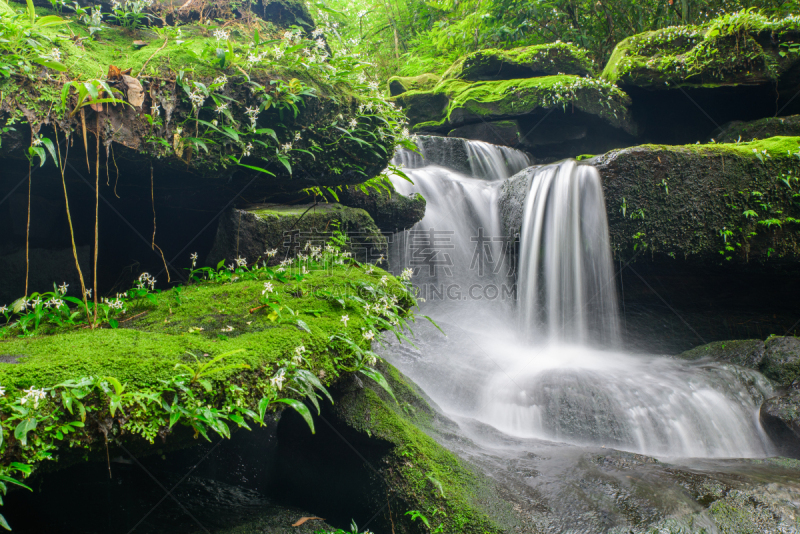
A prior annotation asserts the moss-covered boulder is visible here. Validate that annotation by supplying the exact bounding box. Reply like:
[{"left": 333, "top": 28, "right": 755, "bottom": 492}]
[
  {"left": 584, "top": 137, "right": 800, "bottom": 265},
  {"left": 206, "top": 202, "right": 387, "bottom": 265},
  {"left": 679, "top": 336, "right": 800, "bottom": 386},
  {"left": 602, "top": 12, "right": 800, "bottom": 89},
  {"left": 759, "top": 380, "right": 800, "bottom": 458},
  {"left": 442, "top": 41, "right": 594, "bottom": 82},
  {"left": 338, "top": 186, "right": 426, "bottom": 233},
  {"left": 395, "top": 75, "right": 636, "bottom": 157},
  {"left": 601, "top": 12, "right": 800, "bottom": 144},
  {"left": 714, "top": 115, "right": 800, "bottom": 143},
  {"left": 388, "top": 73, "right": 442, "bottom": 96}
]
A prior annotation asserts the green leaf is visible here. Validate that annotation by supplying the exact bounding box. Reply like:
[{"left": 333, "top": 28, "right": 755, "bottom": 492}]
[
  {"left": 275, "top": 399, "right": 314, "bottom": 434},
  {"left": 359, "top": 367, "right": 399, "bottom": 404},
  {"left": 14, "top": 417, "right": 39, "bottom": 447},
  {"left": 34, "top": 57, "right": 67, "bottom": 72}
]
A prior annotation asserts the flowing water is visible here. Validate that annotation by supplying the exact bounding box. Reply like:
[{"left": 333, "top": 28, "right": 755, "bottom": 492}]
[{"left": 385, "top": 139, "right": 771, "bottom": 458}]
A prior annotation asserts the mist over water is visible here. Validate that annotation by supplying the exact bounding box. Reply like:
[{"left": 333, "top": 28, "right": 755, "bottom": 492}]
[{"left": 384, "top": 139, "right": 772, "bottom": 458}]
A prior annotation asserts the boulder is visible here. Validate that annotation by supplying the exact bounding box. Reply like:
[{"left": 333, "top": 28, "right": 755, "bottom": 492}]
[
  {"left": 442, "top": 41, "right": 594, "bottom": 82},
  {"left": 395, "top": 75, "right": 636, "bottom": 157},
  {"left": 447, "top": 121, "right": 522, "bottom": 147},
  {"left": 759, "top": 380, "right": 800, "bottom": 458},
  {"left": 713, "top": 115, "right": 800, "bottom": 143},
  {"left": 338, "top": 186, "right": 426, "bottom": 234},
  {"left": 206, "top": 203, "right": 387, "bottom": 265},
  {"left": 388, "top": 74, "right": 442, "bottom": 96},
  {"left": 601, "top": 12, "right": 800, "bottom": 144}
]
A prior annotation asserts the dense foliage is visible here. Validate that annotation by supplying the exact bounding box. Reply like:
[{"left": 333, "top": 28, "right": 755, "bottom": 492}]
[{"left": 316, "top": 0, "right": 800, "bottom": 78}]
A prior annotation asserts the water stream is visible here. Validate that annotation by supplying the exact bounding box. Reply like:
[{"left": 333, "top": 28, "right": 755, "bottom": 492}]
[{"left": 385, "top": 139, "right": 771, "bottom": 458}]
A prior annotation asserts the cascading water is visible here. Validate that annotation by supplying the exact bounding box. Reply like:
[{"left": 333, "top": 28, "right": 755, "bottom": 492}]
[{"left": 385, "top": 140, "right": 771, "bottom": 458}]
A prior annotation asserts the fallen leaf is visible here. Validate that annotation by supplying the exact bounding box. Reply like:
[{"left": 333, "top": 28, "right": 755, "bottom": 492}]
[
  {"left": 122, "top": 74, "right": 144, "bottom": 108},
  {"left": 292, "top": 517, "right": 325, "bottom": 527}
]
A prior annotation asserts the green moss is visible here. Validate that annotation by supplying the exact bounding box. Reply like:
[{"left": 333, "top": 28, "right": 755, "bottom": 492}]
[
  {"left": 0, "top": 268, "right": 404, "bottom": 389},
  {"left": 592, "top": 137, "right": 800, "bottom": 264},
  {"left": 601, "top": 12, "right": 800, "bottom": 89},
  {"left": 336, "top": 364, "right": 512, "bottom": 534},
  {"left": 397, "top": 75, "right": 633, "bottom": 131},
  {"left": 442, "top": 42, "right": 594, "bottom": 81},
  {"left": 387, "top": 74, "right": 442, "bottom": 96}
]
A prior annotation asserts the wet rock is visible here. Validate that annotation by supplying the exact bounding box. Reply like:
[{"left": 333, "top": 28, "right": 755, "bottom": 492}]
[
  {"left": 447, "top": 121, "right": 520, "bottom": 147},
  {"left": 601, "top": 18, "right": 800, "bottom": 144},
  {"left": 388, "top": 74, "right": 442, "bottom": 96},
  {"left": 712, "top": 115, "right": 800, "bottom": 143},
  {"left": 207, "top": 203, "right": 386, "bottom": 265},
  {"left": 759, "top": 336, "right": 800, "bottom": 385},
  {"left": 338, "top": 186, "right": 425, "bottom": 233},
  {"left": 443, "top": 42, "right": 594, "bottom": 82},
  {"left": 680, "top": 339, "right": 765, "bottom": 370},
  {"left": 759, "top": 380, "right": 800, "bottom": 458}
]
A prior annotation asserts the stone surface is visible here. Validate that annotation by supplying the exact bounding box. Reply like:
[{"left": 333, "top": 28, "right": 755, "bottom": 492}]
[
  {"left": 338, "top": 186, "right": 426, "bottom": 233},
  {"left": 207, "top": 203, "right": 386, "bottom": 265},
  {"left": 443, "top": 42, "right": 594, "bottom": 82},
  {"left": 387, "top": 74, "right": 442, "bottom": 96},
  {"left": 759, "top": 380, "right": 800, "bottom": 458},
  {"left": 714, "top": 115, "right": 800, "bottom": 143}
]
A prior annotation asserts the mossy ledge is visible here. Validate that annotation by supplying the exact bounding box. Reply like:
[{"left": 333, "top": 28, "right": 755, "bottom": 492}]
[
  {"left": 601, "top": 11, "right": 800, "bottom": 89},
  {"left": 0, "top": 262, "right": 413, "bottom": 488},
  {"left": 395, "top": 75, "right": 635, "bottom": 133}
]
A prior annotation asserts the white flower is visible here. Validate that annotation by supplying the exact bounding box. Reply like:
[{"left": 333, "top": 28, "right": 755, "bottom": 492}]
[{"left": 269, "top": 369, "right": 286, "bottom": 391}]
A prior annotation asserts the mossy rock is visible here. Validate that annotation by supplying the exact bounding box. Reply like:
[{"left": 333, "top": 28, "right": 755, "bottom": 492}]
[
  {"left": 0, "top": 2, "right": 394, "bottom": 198},
  {"left": 338, "top": 186, "right": 426, "bottom": 233},
  {"left": 602, "top": 12, "right": 800, "bottom": 89},
  {"left": 447, "top": 121, "right": 522, "bottom": 146},
  {"left": 206, "top": 202, "right": 387, "bottom": 265},
  {"left": 443, "top": 41, "right": 594, "bottom": 82},
  {"left": 396, "top": 75, "right": 635, "bottom": 133},
  {"left": 714, "top": 115, "right": 800, "bottom": 143},
  {"left": 584, "top": 137, "right": 800, "bottom": 265},
  {"left": 387, "top": 73, "right": 442, "bottom": 96}
]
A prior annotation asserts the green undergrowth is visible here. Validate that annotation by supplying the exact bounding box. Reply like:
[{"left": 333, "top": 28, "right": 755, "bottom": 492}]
[
  {"left": 442, "top": 41, "right": 594, "bottom": 80},
  {"left": 602, "top": 11, "right": 800, "bottom": 88},
  {"left": 334, "top": 362, "right": 511, "bottom": 534},
  {"left": 397, "top": 75, "right": 632, "bottom": 130},
  {"left": 0, "top": 237, "right": 424, "bottom": 526}
]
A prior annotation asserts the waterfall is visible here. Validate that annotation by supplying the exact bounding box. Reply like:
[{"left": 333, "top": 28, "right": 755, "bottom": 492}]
[
  {"left": 517, "top": 160, "right": 619, "bottom": 345},
  {"left": 383, "top": 138, "right": 772, "bottom": 458}
]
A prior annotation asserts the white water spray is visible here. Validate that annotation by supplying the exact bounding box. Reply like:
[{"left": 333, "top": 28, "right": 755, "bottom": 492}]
[{"left": 386, "top": 140, "right": 771, "bottom": 457}]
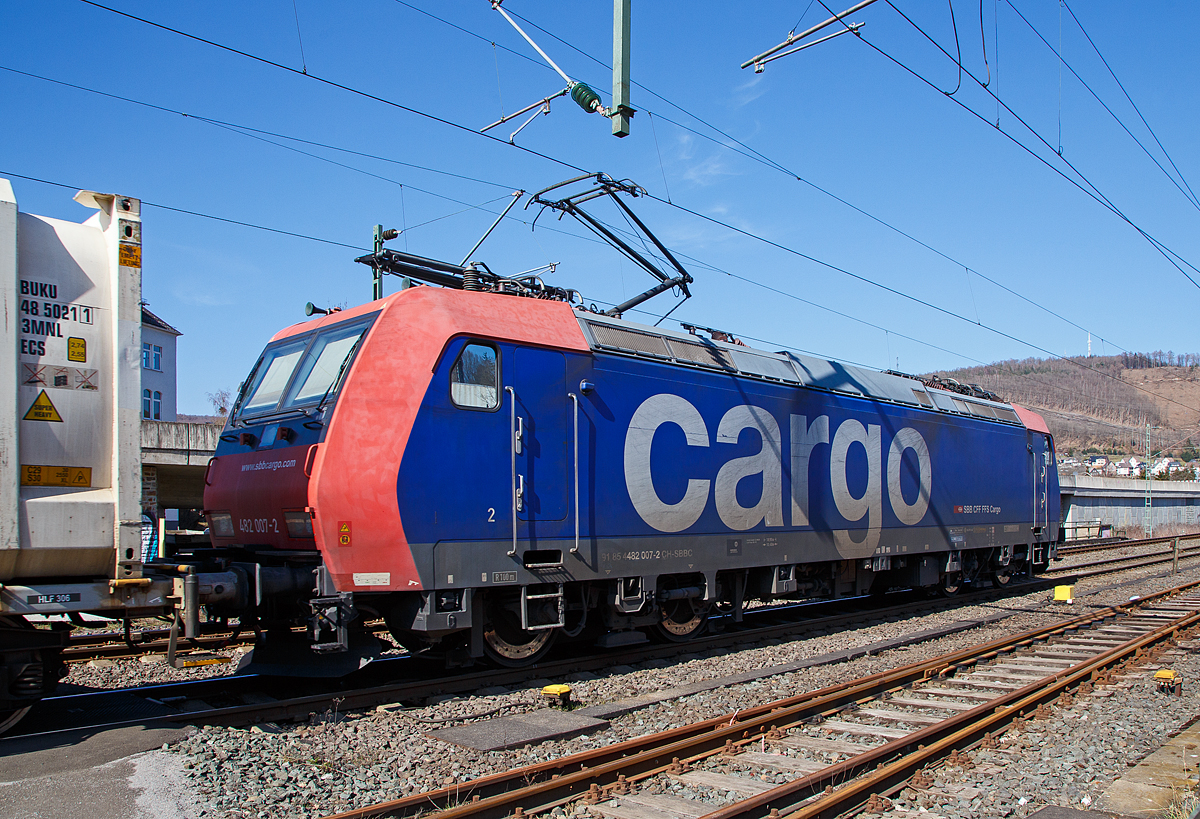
- - - -
How many lines of the listing above contain the word "mossy"? Give only the number.

2